→ **Text block**:
▼▼▼

2022 proved to be a hugely successful year for book adaptations. Shows such as ‘The Lord of the Rings: The Rings of Power’ and ‘House of the Dragon’ launched with impressive viewership numbers and critical acclaim, establishing that there are no budget holdbacks and adaptations that remain faithful to the original text are what make them a huge success with fan bases. Adaptations don’t just stop with books or comics though, they also include more under-the-radar categories such as articles and podcasts, that often get overlooked. This is due to the fact that they are much harder to adapt without an in-depth backstory that novels provide. Although this has shown to be a major limitation for those looking to create literary adaptations, some shows have found success having been adapted from minor content categories. For example, ‘Inventing Anna’, one of last year's most popular Netflix shows, was originally based on an article by ‘The Cut’ but made headlines for its backstory based on real events.

Looking at the shows that have aired since the 2016/17 season, Show Tracker reveals that nearly 50% were original concepts, and almost 3/4 of literary adaptations are book adaptations. However, the most interesting data is that only 19% of all literary adaptations originate as comics. With shows such as ‘The Boys’ and ‘The Sandman’ gaining popularity, and Disney+ announcing a never-ending roster of MCU-based TV shows this number is bound to go up significantly in the upcoming years.

With recent shows such as ‘Gaslit’ and the widely popular ‘The Dropout’, adaptations based on podcasts are slowly starting to establish themselves. But just like shows based on articles, these adaptations require in-depth, often real-life, backstories which give writers the necessary material to expand them into compelling dramas. Podcast shows even managed to beat shows adapted from video games but once again the limited availability of narrative-based podcasts will always prove a problem for this adaptation type (Which is the same limitation that is stopping the production of more shows based on articles).

Video game adaptations have been a nightmare for studios in the past as they’ve often resulted in disastrous critical and audience reception. This is to be expected as video games often focus on the gameplay experience and the plots are often woven around this factor. But in recent times with movies such as ‘Pokemon: Detective Pikachu’ and ‘Sonic the Hedgehog’, as well as shows such as ‘Arcane’ and ‘Halo', video game adaptations have entered a renaissance period of sorts. With services such as Netflix and Amazon Prime announcing close to 10 new movies and TV shows (combined) based on video games, it is sure to be an exciting period for video game adaptions. It also helps that HBO’s ‘The Last of Us’ has been receiving widespread acclaim from critics and audiences alike and has already ended up as one of the highest-rated TV shows on IMDB. With the fan base already calling for a second season, it is only a matter of time before HBO decides to give the green light for season two.

▲▲▲

→ **Work to do**:
1. Write out the part of the article on TV adaptations that starts at "With recent shows" and ends at "based on articles).".
2. Decide whether each statement agrees with the article on TV adaptations: (a) nearly half of the shows aired since the 2016/17 season were original concepts; (b) 'Inventing Anna' was based on a podcast; (c) shows adapted from podcasts beat shows adapted from video games. Answer yes or no for each, quoting the words of the article that decide it.

Records:
▼▼▼

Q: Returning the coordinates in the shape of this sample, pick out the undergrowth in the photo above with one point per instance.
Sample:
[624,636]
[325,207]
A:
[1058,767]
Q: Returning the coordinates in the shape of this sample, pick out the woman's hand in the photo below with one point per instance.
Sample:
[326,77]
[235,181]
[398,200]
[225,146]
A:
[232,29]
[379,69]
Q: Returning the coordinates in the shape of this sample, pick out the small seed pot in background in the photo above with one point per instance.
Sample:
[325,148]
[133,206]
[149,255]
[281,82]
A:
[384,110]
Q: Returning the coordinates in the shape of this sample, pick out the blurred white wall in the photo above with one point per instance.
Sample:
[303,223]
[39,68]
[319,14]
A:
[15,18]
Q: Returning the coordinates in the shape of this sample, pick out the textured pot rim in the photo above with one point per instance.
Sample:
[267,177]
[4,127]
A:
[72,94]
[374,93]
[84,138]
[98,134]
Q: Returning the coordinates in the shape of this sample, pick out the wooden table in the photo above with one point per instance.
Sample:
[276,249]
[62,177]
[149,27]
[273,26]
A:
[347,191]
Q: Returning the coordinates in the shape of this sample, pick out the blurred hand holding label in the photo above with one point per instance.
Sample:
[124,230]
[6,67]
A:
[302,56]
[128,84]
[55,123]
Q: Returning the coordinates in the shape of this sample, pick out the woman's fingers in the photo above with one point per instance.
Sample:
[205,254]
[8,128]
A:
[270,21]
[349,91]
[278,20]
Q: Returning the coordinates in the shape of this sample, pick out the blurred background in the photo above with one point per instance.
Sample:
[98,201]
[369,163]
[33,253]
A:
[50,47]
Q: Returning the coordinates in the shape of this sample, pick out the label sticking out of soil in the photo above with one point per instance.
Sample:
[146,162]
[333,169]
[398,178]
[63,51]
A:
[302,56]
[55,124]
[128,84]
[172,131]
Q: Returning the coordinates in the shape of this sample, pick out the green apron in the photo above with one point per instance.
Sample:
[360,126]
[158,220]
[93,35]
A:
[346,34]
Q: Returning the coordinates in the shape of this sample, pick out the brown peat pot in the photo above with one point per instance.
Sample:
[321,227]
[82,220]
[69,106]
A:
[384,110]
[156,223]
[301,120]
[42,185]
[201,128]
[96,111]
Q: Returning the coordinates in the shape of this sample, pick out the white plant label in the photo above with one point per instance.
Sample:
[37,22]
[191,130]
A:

▲▲▲

→ **Results for each task**:
1.
With recent shows such as ‘Gaslit’ and the widely popular ‘The Dropout’, adaptations based on podcasts are slowly starting to establish themselves. But just like shows based on articles, these adaptations require in-depth, often real-life, backstories which give writers the necessary material to expand them into compelling dramas. Podcast shows even managed to beat shows adapted from video games but once again the limited availability of narrative-based podcasts will always prove a problem for this adaptation type (Which is the same limitation that is stopping the production of more shows based on articles).

2.
(a) Yes: "nearly 50% were original concepts"
(b) No: "was originally based on an article by ‘The Cut’"
(c) Yes: "Podcast shows even managed to beat shows adapted from video games"